— start Information supplied —

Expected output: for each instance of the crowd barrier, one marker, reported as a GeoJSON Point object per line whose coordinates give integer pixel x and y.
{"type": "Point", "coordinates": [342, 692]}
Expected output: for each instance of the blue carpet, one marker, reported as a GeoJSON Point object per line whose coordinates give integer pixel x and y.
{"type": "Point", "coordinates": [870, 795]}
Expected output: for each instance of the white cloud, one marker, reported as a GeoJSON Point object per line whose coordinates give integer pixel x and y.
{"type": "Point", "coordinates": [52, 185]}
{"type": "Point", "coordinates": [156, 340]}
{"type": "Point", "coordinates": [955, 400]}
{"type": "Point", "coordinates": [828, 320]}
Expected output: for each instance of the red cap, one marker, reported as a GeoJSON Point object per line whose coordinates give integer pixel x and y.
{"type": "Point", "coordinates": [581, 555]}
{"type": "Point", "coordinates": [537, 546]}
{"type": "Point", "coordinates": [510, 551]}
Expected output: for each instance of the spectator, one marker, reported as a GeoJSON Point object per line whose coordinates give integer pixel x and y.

— end Information supplied —

• Your goal: Please write out all the records above again, requests included, scaling every coordinate in the answers by 1.3 and rounding each result to a whole number, with halves rounded up.

• Output for this task:
Expected output: for each instance of the crowd barrier, one marker, reported as a GeoJSON Point object per line whose coordinates give integer pixel x and y.
{"type": "Point", "coordinates": [445, 900]}
Expected output: for each instance of the blue carpet, one marker, reported as a GeoJSON Point object per line whose coordinates give integer pixel x and y.
{"type": "Point", "coordinates": [1131, 1034]}
Expected output: for each instance of the white cloud, one marker, reported as a GeoJSON Point object per line whose coordinates give integer pixel x and y.
{"type": "Point", "coordinates": [68, 241]}
{"type": "Point", "coordinates": [203, 442]}
{"type": "Point", "coordinates": [1242, 520]}
{"type": "Point", "coordinates": [1076, 416]}
Expected output: for each instance of the red cap, one marker, reported as a GeoJSON Point object per line whose coordinates give integer pixel x and y.
{"type": "Point", "coordinates": [755, 722]}
{"type": "Point", "coordinates": [698, 710]}
{"type": "Point", "coordinates": [663, 716]}
Expected output: for each instance of the spectator, one marker, reported as a GeoJSON Point object per line whose coordinates give integer pixel x and y.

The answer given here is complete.